EXERCISE OBJECTIVE:
Copy every line of the data that contains the string "wooden".

[EXERCISE INPUTS Boundary: Start]

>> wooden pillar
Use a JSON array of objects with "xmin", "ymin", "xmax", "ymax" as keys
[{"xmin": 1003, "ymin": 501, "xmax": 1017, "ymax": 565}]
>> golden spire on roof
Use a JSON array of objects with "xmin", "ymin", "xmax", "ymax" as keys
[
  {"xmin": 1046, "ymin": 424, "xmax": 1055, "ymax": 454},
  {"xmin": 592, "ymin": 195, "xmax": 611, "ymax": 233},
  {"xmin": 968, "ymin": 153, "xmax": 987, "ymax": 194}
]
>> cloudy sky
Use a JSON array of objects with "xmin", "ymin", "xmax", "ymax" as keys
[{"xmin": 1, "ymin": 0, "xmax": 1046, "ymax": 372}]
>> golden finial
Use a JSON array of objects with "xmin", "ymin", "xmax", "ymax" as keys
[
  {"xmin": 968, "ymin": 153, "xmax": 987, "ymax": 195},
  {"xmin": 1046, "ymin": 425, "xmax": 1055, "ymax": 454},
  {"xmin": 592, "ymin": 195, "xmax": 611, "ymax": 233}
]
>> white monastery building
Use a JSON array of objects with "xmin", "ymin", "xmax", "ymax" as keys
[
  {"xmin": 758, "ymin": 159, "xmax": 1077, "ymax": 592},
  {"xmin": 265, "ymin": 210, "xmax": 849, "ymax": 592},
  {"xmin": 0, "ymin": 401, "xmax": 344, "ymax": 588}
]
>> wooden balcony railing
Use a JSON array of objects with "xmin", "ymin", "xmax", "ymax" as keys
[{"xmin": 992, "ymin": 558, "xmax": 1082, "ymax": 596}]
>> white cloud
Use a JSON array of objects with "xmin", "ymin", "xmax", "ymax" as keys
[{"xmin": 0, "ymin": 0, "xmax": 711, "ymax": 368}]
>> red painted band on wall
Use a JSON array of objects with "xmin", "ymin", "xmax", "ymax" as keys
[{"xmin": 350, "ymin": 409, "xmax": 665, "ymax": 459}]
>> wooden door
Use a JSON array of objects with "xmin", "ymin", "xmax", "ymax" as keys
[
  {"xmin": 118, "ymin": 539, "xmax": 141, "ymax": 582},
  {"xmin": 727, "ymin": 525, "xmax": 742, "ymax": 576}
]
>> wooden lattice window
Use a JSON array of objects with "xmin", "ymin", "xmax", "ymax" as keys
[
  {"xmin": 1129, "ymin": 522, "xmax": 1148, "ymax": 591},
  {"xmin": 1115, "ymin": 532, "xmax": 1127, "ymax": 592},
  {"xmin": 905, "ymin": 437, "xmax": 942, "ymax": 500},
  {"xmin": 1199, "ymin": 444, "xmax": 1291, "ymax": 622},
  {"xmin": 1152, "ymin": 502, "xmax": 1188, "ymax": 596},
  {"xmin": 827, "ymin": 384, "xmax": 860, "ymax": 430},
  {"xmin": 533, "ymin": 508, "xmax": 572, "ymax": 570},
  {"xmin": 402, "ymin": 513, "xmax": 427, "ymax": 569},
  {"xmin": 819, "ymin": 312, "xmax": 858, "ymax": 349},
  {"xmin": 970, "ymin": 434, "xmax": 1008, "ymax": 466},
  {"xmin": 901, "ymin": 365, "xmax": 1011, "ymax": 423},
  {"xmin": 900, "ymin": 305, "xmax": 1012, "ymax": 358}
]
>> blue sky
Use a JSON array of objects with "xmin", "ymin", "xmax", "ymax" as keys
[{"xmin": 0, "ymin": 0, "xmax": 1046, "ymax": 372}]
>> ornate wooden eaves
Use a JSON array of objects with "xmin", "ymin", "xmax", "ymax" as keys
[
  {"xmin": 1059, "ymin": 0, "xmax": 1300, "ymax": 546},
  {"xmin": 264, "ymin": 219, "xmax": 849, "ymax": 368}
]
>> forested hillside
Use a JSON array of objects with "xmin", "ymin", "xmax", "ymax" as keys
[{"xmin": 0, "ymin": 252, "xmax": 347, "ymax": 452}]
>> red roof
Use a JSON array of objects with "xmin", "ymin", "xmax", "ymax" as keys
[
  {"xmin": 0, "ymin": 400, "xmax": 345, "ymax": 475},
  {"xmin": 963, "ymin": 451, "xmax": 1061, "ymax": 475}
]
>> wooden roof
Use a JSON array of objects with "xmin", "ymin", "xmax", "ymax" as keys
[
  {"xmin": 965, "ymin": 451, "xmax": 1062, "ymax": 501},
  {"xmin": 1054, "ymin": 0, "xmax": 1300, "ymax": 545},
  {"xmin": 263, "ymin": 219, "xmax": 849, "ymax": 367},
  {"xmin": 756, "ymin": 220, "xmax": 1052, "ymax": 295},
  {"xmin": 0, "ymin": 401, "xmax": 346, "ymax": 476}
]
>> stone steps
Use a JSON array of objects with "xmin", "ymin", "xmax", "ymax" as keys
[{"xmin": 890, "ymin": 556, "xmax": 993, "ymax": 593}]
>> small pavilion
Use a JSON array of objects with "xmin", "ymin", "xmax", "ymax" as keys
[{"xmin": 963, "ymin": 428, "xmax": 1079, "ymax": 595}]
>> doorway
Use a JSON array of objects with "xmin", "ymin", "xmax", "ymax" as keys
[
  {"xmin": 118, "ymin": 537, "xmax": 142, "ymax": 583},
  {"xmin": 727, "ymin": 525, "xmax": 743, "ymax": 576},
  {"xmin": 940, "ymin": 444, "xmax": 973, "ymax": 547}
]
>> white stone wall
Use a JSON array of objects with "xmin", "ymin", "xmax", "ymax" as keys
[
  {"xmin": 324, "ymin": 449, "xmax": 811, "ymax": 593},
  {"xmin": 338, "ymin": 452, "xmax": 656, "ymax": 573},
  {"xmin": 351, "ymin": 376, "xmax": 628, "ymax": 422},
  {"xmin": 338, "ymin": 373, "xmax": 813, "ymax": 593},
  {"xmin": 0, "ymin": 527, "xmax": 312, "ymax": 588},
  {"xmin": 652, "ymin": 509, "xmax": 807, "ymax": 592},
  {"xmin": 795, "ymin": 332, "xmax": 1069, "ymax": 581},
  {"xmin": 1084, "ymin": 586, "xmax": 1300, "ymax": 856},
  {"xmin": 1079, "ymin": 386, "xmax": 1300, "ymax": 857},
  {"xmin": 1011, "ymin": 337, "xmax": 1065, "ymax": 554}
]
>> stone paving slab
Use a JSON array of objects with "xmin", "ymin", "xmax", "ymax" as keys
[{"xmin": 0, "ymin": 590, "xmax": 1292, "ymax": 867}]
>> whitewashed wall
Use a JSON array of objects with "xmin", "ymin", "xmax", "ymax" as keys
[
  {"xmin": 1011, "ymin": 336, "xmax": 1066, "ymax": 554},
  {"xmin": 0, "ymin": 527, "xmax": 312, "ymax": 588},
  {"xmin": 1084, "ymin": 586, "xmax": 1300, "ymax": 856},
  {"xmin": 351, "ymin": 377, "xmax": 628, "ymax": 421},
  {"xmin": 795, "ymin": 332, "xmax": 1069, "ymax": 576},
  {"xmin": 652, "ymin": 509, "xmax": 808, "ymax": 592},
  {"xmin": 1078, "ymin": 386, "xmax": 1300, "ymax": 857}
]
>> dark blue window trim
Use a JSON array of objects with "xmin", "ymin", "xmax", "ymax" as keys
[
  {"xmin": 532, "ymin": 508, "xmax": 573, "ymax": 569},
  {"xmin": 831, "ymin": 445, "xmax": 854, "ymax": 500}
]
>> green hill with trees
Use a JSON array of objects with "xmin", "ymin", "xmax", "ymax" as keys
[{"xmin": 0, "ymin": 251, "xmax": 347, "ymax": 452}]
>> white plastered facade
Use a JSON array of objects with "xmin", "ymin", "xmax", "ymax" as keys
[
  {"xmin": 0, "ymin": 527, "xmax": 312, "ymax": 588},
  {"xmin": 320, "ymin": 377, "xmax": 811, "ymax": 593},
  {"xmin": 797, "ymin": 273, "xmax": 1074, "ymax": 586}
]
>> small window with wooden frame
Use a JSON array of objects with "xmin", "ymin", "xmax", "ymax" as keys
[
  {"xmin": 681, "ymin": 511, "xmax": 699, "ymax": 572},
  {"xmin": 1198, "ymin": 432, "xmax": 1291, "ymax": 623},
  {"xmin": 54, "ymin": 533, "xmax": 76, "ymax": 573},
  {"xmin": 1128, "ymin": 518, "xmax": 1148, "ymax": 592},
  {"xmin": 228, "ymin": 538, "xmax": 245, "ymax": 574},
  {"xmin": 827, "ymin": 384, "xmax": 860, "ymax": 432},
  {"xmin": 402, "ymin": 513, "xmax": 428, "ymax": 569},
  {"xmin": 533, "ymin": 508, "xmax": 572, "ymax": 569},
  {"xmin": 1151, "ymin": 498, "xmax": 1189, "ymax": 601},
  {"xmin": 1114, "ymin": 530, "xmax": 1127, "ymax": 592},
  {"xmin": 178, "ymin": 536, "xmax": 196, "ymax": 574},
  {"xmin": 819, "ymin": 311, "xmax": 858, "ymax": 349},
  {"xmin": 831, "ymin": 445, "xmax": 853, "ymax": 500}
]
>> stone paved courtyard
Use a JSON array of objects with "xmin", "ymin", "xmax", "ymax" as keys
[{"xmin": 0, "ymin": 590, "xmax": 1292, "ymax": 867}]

[EXERCISE INPUTS Boundary: End]

WRITTEN SOLUTION:
>> wooden pillar
>> wooden balcony railing
>> wooden door
>> wooden lattice window
>> ornate wooden eaves
>> wooden roof
>> small window with wooden frame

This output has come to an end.